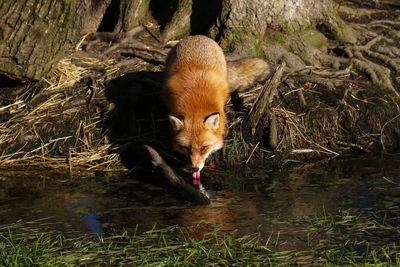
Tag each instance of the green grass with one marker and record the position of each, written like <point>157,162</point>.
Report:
<point>166,247</point>
<point>344,239</point>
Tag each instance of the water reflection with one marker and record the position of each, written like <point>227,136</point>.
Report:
<point>268,203</point>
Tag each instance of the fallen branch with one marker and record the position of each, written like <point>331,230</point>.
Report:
<point>149,162</point>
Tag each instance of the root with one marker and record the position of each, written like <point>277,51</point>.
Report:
<point>361,56</point>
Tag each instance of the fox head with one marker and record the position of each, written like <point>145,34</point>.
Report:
<point>197,138</point>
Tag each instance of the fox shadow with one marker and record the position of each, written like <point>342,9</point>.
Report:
<point>135,117</point>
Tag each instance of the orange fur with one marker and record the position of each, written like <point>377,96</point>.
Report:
<point>195,91</point>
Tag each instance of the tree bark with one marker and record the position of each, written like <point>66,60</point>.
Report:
<point>36,34</point>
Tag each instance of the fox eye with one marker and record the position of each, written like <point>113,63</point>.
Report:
<point>203,149</point>
<point>187,149</point>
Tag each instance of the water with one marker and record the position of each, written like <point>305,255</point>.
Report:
<point>248,200</point>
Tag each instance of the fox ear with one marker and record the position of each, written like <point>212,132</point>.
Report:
<point>212,121</point>
<point>176,123</point>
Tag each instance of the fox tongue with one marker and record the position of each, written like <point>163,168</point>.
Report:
<point>196,178</point>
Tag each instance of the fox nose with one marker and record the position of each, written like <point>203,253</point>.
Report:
<point>195,169</point>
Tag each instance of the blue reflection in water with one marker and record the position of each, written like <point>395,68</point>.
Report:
<point>92,221</point>
<point>85,208</point>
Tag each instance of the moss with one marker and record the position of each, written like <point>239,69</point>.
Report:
<point>337,29</point>
<point>69,18</point>
<point>315,38</point>
<point>244,42</point>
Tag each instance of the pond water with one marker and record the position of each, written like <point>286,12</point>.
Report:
<point>247,200</point>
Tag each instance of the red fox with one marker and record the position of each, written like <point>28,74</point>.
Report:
<point>195,90</point>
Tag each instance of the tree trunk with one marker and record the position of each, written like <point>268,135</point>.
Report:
<point>35,35</point>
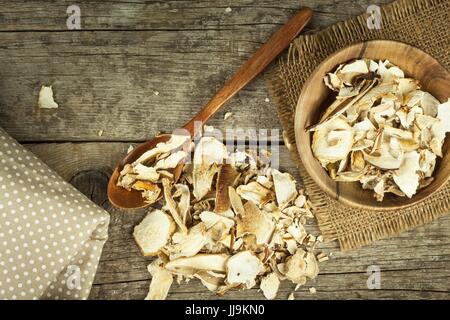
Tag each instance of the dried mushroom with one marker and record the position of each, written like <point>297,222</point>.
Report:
<point>230,221</point>
<point>382,130</point>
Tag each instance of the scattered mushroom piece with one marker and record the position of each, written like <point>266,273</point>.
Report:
<point>229,224</point>
<point>153,232</point>
<point>377,128</point>
<point>46,98</point>
<point>160,284</point>
<point>269,285</point>
<point>242,268</point>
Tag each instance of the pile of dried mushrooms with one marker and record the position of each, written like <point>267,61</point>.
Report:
<point>230,220</point>
<point>382,129</point>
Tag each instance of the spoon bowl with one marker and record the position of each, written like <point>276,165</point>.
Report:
<point>121,197</point>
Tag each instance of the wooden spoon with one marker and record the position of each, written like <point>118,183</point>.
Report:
<point>125,199</point>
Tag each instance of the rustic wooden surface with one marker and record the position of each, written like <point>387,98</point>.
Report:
<point>105,78</point>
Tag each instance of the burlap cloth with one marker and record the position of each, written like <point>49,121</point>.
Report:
<point>422,23</point>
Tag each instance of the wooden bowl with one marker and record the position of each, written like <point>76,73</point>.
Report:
<point>433,77</point>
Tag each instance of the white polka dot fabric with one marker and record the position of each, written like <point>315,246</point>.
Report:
<point>51,235</point>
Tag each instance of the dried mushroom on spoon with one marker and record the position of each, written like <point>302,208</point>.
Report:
<point>381,130</point>
<point>230,221</point>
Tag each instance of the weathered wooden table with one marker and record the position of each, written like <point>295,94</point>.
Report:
<point>139,67</point>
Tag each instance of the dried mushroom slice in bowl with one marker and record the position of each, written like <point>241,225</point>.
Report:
<point>371,123</point>
<point>382,129</point>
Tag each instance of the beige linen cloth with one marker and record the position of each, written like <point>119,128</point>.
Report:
<point>51,235</point>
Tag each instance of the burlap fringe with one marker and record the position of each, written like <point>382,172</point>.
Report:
<point>278,81</point>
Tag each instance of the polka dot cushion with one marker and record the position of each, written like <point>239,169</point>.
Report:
<point>51,235</point>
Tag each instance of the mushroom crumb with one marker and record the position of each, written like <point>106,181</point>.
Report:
<point>46,100</point>
<point>230,220</point>
<point>382,130</point>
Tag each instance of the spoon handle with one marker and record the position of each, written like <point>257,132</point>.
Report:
<point>252,67</point>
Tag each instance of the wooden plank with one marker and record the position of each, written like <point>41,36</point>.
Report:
<point>172,15</point>
<point>107,80</point>
<point>413,265</point>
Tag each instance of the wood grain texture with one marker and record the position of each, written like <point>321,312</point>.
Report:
<point>107,79</point>
<point>104,78</point>
<point>413,265</point>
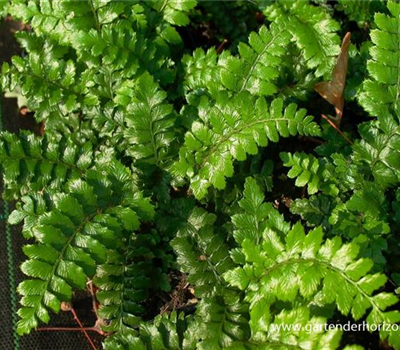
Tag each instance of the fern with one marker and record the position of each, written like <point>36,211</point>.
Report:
<point>230,130</point>
<point>42,163</point>
<point>313,32</point>
<point>318,271</point>
<point>381,91</point>
<point>361,11</point>
<point>257,68</point>
<point>201,253</point>
<point>150,121</point>
<point>74,234</point>
<point>163,175</point>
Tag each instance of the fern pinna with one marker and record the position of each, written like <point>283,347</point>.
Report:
<point>161,160</point>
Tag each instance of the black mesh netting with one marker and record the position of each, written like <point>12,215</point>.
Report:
<point>9,268</point>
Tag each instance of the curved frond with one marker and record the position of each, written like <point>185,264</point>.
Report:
<point>230,129</point>
<point>312,30</point>
<point>380,95</point>
<point>73,236</point>
<point>32,163</point>
<point>257,68</point>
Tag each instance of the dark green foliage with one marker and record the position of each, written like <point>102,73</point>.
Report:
<point>192,188</point>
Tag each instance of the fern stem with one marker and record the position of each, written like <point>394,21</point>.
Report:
<point>10,258</point>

YOUR INSTRUCTIONS: Present the records above as a numbered list, starting at the beginning and continuing through the line containing "<point>176,123</point>", both ends included. Omit blank lines and the pictures.

REPLY:
1. Tag each instance of the green grass with one marker and record the position of each, written like <point>157,162</point>.
2. Report:
3. <point>166,247</point>
4. <point>344,239</point>
5. Tag each instance of the water reflection with one marker and record the position of each, written like <point>227,136</point>.
6. Report:
7. <point>268,203</point>
8. Tag each instance of the fallen branch with one marker and record the position of each, written like <point>331,230</point>.
9. Report:
10. <point>149,162</point>
11. Tag each instance of the root with one marker and record the position of each, written like <point>277,51</point>.
12. Report:
13. <point>361,56</point>
14. Tag each instance of the fox head with one marker and record the position of each, written like <point>145,34</point>.
15. Report:
16. <point>197,138</point>
17. Tag each instance of the fox shadow with one marker and record the position of each, written like <point>342,9</point>.
18. Report:
19. <point>135,117</point>
20. Tag each instance of the orange fur with one marker and record the position of each, written like <point>377,96</point>.
21. Report:
22. <point>195,91</point>
23. Tag each instance of the tree bark with one marker and record the position of each, written like <point>66,60</point>.
24. Report:
25. <point>36,34</point>
26. Tag each instance of the fox eye with one marker and record the position of each, written like <point>113,63</point>.
27. Report:
28. <point>203,149</point>
29. <point>187,149</point>
30. Tag each instance of the water with one marker and record the position of each, written like <point>305,255</point>.
31. Report:
32. <point>248,200</point>
33. Tag each instance of the fox ear with one marker and record the position of each, written like <point>212,132</point>.
34. Report:
35. <point>212,121</point>
36. <point>176,123</point>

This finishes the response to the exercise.